[Opening PROVIDED DATA section]

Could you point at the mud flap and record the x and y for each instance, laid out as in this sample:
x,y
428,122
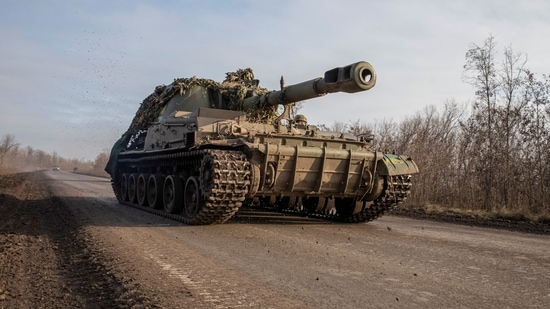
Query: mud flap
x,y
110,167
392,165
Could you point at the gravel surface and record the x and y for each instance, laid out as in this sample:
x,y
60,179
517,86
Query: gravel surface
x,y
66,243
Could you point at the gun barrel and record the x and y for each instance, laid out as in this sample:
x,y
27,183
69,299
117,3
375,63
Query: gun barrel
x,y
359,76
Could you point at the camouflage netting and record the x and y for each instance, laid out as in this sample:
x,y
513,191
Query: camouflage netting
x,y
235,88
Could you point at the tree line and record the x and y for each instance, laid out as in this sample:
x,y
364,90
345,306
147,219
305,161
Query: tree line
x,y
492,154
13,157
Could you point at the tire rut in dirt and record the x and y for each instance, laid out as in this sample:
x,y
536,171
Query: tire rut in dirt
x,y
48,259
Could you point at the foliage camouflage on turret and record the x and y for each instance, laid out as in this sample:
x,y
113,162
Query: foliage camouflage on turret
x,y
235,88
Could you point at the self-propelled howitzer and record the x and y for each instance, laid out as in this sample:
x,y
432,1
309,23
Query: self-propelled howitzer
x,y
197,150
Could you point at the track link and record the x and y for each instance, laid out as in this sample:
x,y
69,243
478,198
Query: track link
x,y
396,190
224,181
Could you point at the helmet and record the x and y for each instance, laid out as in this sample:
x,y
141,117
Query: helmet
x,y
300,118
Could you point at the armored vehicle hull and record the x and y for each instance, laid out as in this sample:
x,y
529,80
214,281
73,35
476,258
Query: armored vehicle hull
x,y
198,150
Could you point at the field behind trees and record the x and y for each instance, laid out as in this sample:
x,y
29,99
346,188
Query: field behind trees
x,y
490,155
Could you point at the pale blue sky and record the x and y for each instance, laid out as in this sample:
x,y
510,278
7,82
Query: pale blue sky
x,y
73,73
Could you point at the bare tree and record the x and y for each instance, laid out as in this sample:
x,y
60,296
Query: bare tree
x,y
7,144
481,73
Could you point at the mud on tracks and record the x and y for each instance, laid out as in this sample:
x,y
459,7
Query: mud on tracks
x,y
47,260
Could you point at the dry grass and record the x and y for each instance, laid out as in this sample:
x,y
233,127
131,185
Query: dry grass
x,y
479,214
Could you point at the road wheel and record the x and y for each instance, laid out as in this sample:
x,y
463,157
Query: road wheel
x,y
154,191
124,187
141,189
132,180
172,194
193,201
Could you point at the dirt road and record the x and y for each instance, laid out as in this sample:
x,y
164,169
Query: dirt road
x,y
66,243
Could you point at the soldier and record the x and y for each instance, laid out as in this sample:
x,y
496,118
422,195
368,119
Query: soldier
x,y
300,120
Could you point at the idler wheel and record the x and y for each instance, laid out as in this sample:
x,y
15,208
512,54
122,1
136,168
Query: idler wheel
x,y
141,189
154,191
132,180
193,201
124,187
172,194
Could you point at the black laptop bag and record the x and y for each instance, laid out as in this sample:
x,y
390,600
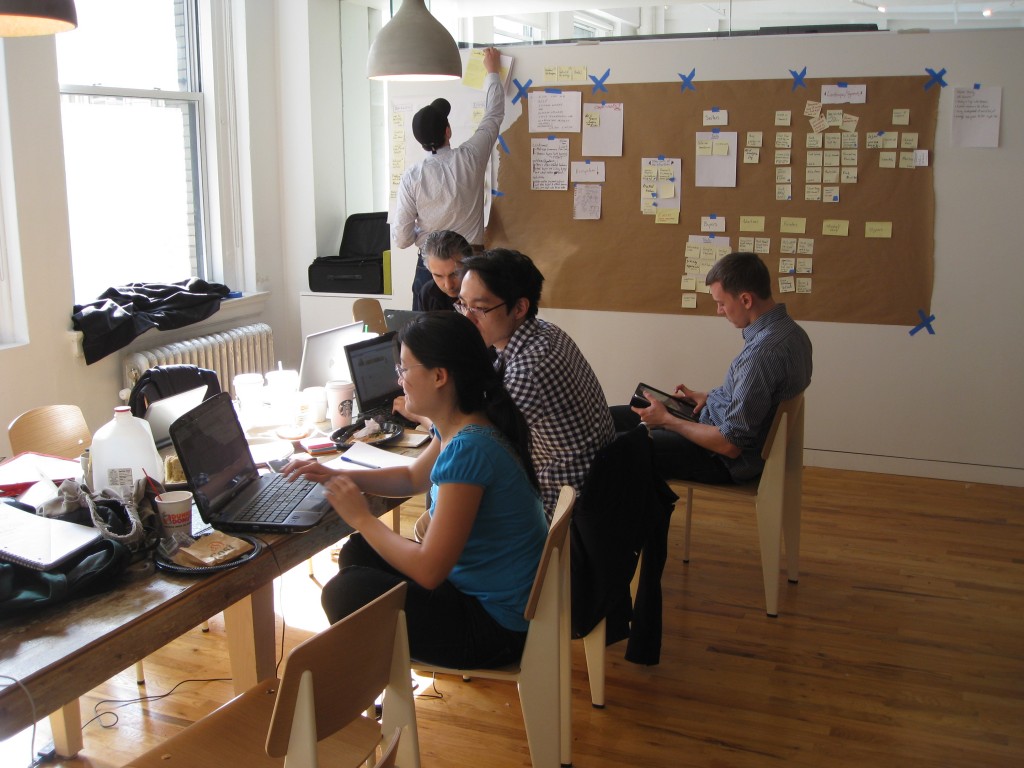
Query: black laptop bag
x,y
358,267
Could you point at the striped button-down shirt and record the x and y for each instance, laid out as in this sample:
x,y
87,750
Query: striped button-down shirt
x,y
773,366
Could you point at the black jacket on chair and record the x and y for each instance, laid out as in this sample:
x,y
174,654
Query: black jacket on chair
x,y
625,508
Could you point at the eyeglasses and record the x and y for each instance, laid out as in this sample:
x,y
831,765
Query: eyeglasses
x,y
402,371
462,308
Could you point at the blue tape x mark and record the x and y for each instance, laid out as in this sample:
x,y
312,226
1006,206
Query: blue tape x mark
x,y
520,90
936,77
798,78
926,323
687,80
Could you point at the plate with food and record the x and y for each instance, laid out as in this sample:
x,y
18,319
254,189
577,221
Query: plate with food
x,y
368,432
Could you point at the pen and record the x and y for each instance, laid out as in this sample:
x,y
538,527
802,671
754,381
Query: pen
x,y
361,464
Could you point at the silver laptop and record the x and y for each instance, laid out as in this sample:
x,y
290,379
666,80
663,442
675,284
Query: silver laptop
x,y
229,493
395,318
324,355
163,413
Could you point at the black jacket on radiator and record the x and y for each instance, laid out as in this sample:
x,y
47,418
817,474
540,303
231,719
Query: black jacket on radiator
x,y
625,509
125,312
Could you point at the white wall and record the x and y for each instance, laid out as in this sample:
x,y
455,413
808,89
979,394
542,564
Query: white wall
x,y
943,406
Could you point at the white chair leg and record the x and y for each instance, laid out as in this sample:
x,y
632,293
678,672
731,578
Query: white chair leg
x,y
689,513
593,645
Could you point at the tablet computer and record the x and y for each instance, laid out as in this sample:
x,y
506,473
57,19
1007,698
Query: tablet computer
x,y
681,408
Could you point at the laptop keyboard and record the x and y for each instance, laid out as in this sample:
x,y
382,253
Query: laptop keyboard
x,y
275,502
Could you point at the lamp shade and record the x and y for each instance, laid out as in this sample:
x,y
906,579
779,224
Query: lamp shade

[Closing PROVIDED DATA section]

### [WORK REQUIRED]
Scan the entries and show every line in which the word "lamp" is found.

### [RESPONSE FOR THIS EXERCISE]
Could you point at the lamp shade and record the x and y for each instance, laid out as in this sample:
Query: lamp shade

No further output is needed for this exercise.